> _TRAVAUX_:
1. D'après l'extrait choisi, par qui l'état civil est-il désormais tenu ?
2. Traduisez en anglais cette phrase de l'extrait choisi : « La loi de 1905 fut un pas supplémentaire dans la volonté anticléricale de la troisième république de se séparer de toute appartenance religieuse au sein de la société. »

##### EXTRAIT CHOISI

Retour en arrière. En 1804, la rédaction du code civil, qui verra 100 ans plus tard l’abrogation de la fameuse loi de séparation des églises et de l’Etat de 1905, synthétise et concilie alors le droit sous l’ancien régime et la Révolution Française. Sous l’égide d’une commission composée de rédacteurs de tous bords, elle rédige les fondements d’une nouvelle société, suivant alors les préceptes des Lumières, Montesquieu en tête.

La révolution au service de la rationalisation

La loi de 1905 fut un pas supplémentaire dans la volonté anticléricale de la troisième république de se séparer de toute appartenance religieuse au sein de la société.

Si l’ancêtre de notre code civil actuel établissait la reconnaissance de la religion catholique comme « religion de la majorité des citoyens « avec la rédaction du Concordat, la première pierre à l’édifice laïc fut posée au nom de la liberté de conscience qui n’existait peu ou pas sous l’ancien régime. Ainsi l’état civil est désormais tenu par les communes et non plus par les paroisses. De plus, l’héritage des Lumières incite l’homme à se départir d’une tutelle religieuse comme seule explication du monde, afin de faire triompher la raison. Ce même rationalisme que l’on retrouve dans l’oeuvre Was ist Aufklärung ? d’Emmanuel Kant : « Sapere aude ! » ( Aie le courage de savoir !). Dès lors l’homme n’est plus un sujet du roi, mais un citoyen qu’il convient d’éduquer, afin que ce dernier use intelligemment de son nouveau statut en fondant ses réflexions sur la raison, et plus sur une explication irrationnelle du monde, marquée jadis par l’intervention divine.

##########
##### DONNÉES FOURNIES

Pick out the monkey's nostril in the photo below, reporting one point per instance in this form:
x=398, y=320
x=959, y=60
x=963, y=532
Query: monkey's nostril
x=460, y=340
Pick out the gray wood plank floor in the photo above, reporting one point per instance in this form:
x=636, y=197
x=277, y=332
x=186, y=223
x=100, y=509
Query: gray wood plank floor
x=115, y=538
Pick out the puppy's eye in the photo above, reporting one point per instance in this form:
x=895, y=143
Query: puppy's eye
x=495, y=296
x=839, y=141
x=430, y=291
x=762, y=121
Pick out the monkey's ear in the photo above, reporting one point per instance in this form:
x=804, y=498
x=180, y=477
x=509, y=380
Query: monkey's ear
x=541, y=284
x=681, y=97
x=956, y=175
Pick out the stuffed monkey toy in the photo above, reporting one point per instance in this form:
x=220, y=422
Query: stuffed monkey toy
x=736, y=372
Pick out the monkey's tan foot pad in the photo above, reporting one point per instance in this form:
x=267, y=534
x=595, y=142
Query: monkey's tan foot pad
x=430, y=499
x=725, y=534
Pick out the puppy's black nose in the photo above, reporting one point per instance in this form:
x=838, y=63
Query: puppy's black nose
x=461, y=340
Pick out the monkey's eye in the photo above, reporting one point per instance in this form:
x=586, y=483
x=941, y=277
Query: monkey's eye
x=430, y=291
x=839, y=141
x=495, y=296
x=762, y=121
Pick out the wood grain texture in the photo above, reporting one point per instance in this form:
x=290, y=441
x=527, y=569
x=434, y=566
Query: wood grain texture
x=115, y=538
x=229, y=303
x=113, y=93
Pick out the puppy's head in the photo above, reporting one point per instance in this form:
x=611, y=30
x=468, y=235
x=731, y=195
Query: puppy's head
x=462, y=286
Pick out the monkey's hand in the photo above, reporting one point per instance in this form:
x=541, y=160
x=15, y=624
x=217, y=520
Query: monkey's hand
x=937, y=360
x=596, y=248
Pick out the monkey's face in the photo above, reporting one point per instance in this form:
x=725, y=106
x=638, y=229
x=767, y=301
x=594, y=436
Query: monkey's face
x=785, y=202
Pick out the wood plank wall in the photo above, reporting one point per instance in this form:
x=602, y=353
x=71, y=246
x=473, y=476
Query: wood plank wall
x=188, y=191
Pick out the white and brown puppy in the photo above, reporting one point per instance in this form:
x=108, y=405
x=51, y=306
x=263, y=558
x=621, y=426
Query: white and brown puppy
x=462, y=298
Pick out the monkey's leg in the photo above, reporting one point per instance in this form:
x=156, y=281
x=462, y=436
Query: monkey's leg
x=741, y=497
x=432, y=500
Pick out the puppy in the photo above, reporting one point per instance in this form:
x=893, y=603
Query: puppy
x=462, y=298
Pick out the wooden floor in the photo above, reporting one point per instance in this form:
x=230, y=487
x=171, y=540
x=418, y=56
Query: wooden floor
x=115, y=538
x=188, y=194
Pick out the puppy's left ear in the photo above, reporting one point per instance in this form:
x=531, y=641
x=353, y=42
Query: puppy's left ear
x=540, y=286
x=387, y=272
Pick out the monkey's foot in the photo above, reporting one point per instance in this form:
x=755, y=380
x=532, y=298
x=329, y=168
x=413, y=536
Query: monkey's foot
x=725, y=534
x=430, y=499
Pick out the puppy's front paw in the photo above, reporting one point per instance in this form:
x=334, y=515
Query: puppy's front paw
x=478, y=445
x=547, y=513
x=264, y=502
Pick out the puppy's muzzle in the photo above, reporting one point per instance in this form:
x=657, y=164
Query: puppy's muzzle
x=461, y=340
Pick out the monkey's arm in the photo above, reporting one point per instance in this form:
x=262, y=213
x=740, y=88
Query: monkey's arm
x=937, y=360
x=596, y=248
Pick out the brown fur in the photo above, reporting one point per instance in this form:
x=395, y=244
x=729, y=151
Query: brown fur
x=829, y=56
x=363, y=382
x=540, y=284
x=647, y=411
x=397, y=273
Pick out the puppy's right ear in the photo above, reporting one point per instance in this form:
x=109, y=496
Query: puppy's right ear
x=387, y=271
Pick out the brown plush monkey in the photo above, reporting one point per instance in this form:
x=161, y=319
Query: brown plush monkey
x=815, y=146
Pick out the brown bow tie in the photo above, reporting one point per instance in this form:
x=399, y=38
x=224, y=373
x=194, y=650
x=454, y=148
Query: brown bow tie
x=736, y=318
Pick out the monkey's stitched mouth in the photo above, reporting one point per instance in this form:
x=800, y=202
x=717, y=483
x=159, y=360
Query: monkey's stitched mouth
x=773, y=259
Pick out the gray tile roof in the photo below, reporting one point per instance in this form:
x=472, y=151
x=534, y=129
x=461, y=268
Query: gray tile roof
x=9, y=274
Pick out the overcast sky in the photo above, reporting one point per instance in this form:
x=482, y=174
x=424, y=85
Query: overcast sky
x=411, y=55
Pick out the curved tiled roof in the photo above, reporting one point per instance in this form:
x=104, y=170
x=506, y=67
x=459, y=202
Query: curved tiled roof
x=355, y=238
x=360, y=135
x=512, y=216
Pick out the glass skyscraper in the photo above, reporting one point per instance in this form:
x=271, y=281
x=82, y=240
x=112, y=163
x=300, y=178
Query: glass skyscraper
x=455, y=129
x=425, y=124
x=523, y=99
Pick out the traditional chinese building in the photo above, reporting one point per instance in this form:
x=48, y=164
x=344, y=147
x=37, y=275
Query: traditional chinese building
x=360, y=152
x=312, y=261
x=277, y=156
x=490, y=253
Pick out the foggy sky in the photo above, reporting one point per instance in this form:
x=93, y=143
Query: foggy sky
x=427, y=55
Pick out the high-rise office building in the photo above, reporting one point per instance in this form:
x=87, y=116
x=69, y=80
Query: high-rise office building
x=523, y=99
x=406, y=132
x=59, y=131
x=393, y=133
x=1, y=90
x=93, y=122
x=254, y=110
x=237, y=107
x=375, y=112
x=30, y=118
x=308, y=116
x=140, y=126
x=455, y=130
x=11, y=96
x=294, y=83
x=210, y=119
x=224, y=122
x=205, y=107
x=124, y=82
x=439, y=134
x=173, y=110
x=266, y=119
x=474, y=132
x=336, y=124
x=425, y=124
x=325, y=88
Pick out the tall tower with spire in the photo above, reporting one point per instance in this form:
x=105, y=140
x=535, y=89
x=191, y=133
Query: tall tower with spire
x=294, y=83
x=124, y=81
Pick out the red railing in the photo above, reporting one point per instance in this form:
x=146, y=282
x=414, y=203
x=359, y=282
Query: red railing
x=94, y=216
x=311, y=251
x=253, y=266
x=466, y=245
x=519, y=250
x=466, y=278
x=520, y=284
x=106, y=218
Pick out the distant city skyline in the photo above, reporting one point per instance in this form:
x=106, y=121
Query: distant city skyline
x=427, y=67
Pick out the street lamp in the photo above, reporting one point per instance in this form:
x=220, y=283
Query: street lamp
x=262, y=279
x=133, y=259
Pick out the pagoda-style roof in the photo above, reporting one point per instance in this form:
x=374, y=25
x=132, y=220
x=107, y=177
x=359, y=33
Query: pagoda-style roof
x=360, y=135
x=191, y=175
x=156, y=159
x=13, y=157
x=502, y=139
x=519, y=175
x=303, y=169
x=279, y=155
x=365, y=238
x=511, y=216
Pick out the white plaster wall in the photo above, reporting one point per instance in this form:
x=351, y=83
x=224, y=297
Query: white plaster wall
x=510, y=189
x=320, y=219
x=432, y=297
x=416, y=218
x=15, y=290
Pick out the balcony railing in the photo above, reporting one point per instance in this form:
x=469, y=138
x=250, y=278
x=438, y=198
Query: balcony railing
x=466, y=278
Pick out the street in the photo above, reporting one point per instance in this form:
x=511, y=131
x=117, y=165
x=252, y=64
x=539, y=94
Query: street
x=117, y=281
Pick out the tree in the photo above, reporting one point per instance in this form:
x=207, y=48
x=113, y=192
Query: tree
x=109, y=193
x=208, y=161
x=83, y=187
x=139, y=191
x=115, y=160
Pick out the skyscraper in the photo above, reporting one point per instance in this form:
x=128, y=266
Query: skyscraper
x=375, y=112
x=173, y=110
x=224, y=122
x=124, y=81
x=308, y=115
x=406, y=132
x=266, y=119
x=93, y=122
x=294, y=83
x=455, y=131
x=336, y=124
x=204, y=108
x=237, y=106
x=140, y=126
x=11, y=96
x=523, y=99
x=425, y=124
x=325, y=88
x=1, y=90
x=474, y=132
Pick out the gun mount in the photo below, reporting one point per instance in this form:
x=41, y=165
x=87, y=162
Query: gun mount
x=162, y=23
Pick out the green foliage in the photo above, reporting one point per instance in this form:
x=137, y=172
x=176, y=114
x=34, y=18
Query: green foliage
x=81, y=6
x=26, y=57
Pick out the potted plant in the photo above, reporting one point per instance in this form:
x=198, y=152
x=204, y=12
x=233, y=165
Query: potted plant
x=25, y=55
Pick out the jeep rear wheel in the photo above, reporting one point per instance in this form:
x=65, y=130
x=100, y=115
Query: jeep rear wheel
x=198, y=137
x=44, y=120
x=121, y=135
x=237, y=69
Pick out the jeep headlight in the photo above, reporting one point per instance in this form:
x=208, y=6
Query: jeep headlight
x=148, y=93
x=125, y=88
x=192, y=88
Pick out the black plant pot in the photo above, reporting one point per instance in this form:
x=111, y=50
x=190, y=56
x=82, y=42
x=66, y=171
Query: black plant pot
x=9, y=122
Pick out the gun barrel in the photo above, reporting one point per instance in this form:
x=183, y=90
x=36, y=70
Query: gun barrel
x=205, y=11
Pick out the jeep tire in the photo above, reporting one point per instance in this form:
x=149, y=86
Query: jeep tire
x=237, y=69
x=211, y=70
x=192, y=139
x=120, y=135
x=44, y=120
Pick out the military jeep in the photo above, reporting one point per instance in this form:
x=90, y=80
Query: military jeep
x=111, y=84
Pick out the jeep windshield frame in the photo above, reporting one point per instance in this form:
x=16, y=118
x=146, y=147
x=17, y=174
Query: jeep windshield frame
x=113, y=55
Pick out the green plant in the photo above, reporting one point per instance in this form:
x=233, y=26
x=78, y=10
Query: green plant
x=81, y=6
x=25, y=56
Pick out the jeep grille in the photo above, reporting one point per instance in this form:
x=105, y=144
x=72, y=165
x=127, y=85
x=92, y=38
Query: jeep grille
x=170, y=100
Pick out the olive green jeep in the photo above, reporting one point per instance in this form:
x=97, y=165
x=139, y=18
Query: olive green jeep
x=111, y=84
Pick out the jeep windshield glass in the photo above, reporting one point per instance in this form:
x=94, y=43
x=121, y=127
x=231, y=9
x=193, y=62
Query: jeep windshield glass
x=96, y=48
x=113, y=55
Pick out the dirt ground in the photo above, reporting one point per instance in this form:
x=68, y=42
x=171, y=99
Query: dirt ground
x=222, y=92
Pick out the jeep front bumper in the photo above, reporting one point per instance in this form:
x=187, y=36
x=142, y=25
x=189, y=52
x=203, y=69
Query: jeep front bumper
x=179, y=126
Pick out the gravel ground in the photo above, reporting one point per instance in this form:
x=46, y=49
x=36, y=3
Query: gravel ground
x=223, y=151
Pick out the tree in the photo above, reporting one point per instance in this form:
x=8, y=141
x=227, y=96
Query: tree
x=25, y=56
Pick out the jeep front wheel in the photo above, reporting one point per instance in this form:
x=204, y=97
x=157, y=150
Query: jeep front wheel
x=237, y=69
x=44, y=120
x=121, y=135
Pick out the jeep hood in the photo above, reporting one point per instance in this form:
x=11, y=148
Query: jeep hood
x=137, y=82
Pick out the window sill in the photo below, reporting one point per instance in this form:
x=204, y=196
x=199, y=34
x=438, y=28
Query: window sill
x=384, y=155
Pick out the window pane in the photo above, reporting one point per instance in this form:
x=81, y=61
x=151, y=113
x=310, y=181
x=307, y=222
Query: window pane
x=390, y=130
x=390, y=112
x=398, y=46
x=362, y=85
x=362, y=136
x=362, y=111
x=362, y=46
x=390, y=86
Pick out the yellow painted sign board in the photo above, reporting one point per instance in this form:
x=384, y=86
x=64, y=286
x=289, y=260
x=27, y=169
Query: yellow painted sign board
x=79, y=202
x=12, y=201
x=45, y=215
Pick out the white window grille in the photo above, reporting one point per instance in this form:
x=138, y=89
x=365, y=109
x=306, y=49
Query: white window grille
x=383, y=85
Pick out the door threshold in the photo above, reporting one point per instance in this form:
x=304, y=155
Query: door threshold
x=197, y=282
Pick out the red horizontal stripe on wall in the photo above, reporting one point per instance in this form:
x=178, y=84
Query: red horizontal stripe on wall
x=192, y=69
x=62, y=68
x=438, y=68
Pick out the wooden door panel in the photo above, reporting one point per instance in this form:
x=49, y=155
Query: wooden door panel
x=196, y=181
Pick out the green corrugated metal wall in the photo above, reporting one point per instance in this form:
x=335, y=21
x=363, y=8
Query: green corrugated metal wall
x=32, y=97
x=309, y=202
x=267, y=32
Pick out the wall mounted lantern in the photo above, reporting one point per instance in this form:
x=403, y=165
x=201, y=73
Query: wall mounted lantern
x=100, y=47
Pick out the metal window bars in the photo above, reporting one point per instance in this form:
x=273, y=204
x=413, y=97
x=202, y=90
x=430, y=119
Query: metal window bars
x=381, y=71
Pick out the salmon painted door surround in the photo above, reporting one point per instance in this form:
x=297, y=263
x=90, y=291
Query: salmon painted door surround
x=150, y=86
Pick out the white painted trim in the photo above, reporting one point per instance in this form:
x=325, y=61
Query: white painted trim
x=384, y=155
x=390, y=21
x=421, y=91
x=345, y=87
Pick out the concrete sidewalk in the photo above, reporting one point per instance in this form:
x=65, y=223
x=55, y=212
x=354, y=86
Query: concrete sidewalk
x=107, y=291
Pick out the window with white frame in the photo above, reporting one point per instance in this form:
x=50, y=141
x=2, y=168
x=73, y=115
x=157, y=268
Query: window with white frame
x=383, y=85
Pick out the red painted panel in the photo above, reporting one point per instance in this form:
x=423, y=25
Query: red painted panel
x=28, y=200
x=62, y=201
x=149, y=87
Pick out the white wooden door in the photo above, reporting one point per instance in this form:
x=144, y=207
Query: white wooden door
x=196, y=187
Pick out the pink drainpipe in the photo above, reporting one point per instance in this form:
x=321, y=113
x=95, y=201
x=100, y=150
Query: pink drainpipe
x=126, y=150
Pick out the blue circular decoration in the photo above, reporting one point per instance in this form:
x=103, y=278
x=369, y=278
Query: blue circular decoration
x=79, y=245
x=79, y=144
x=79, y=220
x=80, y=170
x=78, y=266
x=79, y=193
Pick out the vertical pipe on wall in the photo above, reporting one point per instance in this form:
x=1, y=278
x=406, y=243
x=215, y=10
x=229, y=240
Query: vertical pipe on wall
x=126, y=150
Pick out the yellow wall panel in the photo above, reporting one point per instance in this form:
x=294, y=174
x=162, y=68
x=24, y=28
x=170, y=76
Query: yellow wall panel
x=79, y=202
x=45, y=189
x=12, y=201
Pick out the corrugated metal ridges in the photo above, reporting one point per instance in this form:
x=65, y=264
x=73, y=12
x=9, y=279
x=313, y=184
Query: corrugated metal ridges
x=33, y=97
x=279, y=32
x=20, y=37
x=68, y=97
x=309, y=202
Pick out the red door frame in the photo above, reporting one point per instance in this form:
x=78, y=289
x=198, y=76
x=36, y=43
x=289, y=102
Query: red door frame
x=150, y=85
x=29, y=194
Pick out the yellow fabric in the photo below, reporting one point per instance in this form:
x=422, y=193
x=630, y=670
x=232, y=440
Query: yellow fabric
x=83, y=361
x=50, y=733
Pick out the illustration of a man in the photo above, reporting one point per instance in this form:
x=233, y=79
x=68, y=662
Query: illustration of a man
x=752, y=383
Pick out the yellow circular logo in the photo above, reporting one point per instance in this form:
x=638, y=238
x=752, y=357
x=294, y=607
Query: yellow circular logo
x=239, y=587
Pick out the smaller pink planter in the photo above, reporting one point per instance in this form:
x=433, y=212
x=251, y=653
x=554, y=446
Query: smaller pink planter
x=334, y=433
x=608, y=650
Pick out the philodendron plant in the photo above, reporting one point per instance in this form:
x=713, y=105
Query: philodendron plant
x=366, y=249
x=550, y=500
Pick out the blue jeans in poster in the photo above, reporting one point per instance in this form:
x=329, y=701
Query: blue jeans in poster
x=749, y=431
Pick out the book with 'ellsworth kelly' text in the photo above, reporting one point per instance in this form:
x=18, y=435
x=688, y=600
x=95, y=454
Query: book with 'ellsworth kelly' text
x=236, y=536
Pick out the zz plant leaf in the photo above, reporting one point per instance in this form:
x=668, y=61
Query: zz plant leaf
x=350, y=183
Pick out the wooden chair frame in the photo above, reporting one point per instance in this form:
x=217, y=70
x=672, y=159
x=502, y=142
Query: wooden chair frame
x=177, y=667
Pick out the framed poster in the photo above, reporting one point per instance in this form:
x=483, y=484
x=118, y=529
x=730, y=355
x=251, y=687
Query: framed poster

##########

> _RÉPONSES AUX CONSIGNES_:
1. Par les communes, et non plus par les paroisses.

2. The 1905 law was a further step in the Third Republic's anticlerical will to separate itself from any religious affiliation within society.